▶ **Texte à lire**
Du fait de la profession de mon père, entrepreneur de battages et de travaux agricoles, la salle commune de la maison familiale, ancienne auberge autrefois, située à l’entrée du bourg, voyait défiler beaucoup de monde, surtout les jours de foires et marchés. Chez moi on ne poussait pas les gens à boire mais, selon le degré d’intimité avec ceux qui passaient, deux formules rituelles étaient de rigueur : « vous prendrez bien un verre… » pour ceux que l’on connaissait bien et, pour les autres, les notables surtout, une forme de reproche gentil « mais vous n’avez même pas bu quelque chose ! » Comme l’écrivait l’ethnologue Claude Lévi-Strauss en 1974, le vin n’a pas seulement une valeur nutritive c’est une boisson à consommer ensemble. C’est d’autant plus vrai de nos jours où le vin plaisir s’est substitué au vin quotidien.
La légende veut que Dionysos ait offert le vin à Icarios en récompense de son hospitalité. Presque partout dans toutes les cultures et à toutes les époques, nous trouvons le vin associé à l’hospitalité. Mot un peu tombé en désuétude l’hospitalité. Serait-ce que son contraire, l’hostilité, dont il serait étymologiquement dérivé, a pris le pas ? Bien sûr, certains esprits chagrins, du type Chabalier, affirmeront que l’offre de boire peut être dangereuse et que le refus de boire n’est pas une offense. Je peux en convenir comme je suis prêt à admettre que le héros de René Fallet dans Beaujolais Nouveau lorsqu’il affirme « T’es en France, mon gars, et en France on boit le coup quand on a quelqu’un à la maison, on n’est pas des sauvages ! Vide-moi ça cul sec, c’est du nanan. […] Le canon, faut comprendre aussi que c’est pas seulement du pinard mais de l’amitié. » sent un peu le folklore piccolo. Pour autant, l’asepsie ambiante, la froideur ou l’absence de chaleur humaine, le chacun pour soi et le chacun chez soi, nous font basculer dans une société inhospitalière.

▶ **Questions d'étude**
- a) Recopiez fidèlement un passage du texte sur le vin et l'hospitalité. Commencez aux mots « Du fait de la » et arrêtez-vous après les mots « au vin quotidien. ».
- b) Relevez tous les noms propres de personnes, réelles ou mythologiques, cités dans le texte sur le vin et l'hospitalité.
Les enregistrements ne servent pas ici.

▶ **Données**
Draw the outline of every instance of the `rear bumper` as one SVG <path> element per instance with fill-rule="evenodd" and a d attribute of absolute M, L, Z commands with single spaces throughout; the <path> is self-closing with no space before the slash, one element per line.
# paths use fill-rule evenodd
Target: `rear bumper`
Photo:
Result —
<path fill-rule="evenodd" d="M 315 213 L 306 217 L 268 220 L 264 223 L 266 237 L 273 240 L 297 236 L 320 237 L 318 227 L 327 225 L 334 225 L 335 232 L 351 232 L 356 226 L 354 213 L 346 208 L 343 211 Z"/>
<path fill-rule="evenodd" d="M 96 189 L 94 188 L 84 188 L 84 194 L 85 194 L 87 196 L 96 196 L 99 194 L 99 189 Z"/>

▶ **Réponses aux consignes**
- a)
Du fait de la profession de mon père, entrepreneur de battages et de travaux agricoles, la salle commune de la maison familiale, ancienne auberge autrefois, située à l’entrée du bourg, voyait défiler beaucoup de monde, surtout les jours de foires et marchés. Chez moi on ne poussait pas les gens à boire mais, selon le degré d’intimité avec ceux qui passaient, deux formules rituelles étaient de rigueur : « vous prendrez bien un verre… » pour ceux que l’on connaissait bien et, pour les autres, les notables surtout, une forme de reproche gentil « mais vous n’avez même pas bu quelque chose ! » Comme l’écrivait l’ethnologue Claude Lévi-Strauss en 1974, le vin n’a pas seulement une valeur nutritive c’est une boisson à consommer ensemble. C’est d’autant plus vrai de nos jours où le vin plaisir s’est substitué au vin quotidien.

- b) Claude Lévi-Strauss, Dionysos, Icarios, Chabalier, René Fallet